Working data START

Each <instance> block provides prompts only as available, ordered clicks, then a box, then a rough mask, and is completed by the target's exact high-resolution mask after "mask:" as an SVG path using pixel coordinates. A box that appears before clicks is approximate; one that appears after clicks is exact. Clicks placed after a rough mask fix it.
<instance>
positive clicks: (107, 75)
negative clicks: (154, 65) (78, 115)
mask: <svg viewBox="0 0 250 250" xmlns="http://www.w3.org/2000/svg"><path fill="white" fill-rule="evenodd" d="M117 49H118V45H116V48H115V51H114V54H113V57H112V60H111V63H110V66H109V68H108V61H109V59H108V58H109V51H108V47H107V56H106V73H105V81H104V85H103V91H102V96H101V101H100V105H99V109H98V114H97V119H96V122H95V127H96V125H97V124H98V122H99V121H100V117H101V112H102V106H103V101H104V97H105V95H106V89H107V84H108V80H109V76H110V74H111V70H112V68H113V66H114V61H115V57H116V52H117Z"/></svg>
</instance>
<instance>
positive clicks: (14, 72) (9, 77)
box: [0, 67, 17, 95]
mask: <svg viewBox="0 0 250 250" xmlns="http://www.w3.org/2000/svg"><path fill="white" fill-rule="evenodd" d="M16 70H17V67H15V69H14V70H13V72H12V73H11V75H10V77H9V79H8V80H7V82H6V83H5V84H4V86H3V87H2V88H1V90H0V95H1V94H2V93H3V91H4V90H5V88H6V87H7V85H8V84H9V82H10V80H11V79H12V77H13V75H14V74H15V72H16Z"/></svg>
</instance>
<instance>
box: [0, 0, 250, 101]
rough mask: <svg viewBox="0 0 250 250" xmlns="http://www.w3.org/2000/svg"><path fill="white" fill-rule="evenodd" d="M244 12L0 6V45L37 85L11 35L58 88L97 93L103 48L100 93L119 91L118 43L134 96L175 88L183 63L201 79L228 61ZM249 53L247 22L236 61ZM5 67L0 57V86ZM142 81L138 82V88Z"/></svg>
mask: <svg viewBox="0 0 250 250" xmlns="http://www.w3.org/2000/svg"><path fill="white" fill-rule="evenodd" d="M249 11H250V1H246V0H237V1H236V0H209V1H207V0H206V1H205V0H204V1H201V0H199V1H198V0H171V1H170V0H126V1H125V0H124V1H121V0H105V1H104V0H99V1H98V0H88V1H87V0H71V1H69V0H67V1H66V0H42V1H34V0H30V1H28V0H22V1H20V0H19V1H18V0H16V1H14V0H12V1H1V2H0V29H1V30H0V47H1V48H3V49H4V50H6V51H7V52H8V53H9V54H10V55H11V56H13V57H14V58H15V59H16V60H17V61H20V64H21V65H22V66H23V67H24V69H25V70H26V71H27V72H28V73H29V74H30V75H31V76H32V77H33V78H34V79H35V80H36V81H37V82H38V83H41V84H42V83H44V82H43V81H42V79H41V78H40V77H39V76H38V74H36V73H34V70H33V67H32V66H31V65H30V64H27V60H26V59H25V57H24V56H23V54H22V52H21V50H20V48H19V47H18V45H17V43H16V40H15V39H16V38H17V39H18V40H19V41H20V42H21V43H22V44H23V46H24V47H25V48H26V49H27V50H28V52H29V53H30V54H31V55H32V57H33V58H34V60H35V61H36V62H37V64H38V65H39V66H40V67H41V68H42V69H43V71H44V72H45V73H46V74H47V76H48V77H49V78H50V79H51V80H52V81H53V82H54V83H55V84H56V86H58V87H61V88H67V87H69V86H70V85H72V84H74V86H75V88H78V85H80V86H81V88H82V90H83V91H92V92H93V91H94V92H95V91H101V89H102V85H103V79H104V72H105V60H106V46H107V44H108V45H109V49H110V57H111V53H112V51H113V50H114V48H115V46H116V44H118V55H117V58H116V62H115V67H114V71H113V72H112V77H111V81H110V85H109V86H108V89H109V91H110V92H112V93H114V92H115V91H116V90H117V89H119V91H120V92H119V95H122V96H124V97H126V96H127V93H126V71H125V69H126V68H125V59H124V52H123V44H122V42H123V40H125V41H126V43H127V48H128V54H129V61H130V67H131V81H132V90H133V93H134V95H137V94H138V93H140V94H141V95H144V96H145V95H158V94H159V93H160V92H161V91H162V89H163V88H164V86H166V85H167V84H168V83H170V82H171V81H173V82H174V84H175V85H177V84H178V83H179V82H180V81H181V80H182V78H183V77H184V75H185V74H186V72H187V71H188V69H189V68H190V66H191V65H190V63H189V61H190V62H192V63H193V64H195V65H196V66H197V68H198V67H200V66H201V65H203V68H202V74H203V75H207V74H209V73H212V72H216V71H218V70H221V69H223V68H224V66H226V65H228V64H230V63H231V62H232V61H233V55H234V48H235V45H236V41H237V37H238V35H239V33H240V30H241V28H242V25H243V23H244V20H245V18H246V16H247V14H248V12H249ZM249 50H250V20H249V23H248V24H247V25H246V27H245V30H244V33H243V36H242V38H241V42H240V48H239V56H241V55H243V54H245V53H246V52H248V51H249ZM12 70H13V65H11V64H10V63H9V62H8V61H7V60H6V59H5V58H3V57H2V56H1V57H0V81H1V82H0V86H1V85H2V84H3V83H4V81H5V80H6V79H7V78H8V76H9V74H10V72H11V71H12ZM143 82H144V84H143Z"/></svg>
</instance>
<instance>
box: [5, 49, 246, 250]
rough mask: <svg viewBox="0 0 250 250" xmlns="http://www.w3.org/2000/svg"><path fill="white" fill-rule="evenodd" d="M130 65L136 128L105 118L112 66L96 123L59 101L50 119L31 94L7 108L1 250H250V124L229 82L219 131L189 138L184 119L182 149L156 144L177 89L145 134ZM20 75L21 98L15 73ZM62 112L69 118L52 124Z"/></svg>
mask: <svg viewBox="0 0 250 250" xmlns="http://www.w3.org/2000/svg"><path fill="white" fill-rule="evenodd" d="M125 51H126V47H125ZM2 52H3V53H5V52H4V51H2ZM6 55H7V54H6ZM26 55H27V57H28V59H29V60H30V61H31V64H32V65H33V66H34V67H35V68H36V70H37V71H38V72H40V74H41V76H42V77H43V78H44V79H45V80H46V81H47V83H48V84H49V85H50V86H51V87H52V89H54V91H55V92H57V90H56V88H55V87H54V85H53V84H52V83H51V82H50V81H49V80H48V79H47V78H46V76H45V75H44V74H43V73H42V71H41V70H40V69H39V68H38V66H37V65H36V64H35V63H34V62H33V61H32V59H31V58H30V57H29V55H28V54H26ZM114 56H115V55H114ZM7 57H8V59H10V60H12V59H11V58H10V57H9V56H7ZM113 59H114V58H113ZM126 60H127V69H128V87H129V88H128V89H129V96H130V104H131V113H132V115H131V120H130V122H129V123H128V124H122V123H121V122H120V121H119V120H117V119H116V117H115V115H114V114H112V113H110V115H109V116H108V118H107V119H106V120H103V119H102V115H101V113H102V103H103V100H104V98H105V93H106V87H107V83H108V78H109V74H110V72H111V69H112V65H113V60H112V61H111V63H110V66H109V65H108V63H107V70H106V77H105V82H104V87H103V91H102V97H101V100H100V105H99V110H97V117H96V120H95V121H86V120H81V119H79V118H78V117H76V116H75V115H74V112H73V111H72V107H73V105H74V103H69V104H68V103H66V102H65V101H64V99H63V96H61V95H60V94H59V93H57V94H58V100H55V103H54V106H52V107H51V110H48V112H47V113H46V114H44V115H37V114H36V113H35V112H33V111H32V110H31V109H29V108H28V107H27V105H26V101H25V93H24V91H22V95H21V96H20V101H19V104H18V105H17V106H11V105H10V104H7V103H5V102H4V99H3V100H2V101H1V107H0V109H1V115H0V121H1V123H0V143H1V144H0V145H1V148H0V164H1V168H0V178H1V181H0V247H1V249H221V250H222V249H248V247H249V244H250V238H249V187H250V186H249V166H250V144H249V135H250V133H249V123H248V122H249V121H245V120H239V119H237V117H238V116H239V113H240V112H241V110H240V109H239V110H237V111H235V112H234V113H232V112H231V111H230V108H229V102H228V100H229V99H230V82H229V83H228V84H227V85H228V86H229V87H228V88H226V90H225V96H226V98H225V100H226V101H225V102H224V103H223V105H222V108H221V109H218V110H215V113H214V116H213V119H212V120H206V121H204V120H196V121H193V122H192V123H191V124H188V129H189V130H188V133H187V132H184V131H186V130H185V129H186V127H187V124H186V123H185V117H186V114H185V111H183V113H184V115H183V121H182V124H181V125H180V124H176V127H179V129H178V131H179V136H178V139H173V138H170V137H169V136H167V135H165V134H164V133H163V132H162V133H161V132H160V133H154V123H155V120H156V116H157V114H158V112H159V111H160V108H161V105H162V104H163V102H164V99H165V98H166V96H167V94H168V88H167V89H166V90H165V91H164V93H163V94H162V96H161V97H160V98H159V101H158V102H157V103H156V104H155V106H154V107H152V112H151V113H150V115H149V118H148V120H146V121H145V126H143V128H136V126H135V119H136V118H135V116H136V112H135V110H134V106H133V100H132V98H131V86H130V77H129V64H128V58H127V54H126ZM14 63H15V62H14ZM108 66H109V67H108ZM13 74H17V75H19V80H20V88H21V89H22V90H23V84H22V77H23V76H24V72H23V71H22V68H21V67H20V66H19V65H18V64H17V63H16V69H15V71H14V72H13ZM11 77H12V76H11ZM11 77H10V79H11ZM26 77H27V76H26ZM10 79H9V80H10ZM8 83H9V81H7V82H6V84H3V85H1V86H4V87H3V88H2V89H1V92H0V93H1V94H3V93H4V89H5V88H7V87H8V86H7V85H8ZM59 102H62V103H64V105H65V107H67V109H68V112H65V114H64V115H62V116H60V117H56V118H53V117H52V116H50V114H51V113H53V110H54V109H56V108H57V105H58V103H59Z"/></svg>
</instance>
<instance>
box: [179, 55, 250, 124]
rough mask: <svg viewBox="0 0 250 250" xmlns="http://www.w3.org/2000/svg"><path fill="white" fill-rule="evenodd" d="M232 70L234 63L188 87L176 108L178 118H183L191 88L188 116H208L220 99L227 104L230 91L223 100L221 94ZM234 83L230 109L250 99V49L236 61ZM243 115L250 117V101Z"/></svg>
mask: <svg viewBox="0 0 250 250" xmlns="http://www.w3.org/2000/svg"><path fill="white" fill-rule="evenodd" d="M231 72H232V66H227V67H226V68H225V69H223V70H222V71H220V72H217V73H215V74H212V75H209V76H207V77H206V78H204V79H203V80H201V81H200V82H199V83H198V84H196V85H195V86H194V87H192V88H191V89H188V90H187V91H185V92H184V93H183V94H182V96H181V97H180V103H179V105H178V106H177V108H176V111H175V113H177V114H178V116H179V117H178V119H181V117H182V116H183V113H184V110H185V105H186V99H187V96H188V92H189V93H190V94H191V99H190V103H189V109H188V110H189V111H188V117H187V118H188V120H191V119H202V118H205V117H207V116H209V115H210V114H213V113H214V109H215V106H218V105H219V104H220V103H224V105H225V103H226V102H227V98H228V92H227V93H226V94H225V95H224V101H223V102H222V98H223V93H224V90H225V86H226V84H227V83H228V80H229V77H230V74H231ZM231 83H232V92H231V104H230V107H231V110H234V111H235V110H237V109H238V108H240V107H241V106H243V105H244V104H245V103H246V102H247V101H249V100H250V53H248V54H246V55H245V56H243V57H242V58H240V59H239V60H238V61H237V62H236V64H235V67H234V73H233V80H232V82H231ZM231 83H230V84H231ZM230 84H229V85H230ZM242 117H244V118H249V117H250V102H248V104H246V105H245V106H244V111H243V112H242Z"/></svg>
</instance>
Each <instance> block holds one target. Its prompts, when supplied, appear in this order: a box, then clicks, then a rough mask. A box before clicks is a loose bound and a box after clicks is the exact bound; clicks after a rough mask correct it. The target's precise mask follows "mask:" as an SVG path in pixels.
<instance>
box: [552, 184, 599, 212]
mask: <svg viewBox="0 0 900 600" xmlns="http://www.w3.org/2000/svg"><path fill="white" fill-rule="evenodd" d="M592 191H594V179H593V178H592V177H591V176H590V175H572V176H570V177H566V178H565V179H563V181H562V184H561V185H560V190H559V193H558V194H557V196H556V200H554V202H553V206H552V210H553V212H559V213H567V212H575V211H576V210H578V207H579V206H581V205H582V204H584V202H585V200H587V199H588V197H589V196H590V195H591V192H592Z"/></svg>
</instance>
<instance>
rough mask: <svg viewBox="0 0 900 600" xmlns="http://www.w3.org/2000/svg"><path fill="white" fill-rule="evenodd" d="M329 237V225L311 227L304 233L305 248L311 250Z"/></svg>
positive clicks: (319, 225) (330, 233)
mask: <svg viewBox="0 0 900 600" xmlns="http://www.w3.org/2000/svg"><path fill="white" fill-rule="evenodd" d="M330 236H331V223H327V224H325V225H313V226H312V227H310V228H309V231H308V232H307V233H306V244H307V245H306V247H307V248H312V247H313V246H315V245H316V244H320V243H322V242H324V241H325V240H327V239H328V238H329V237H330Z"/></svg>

Working data END

### Work item
Extract each line of the listing that contains the word "positive". Letter case must match.

### Solution to this task
positive clicks: (107, 75)
positive clicks: (14, 72) (9, 77)
positive clicks: (319, 225) (330, 233)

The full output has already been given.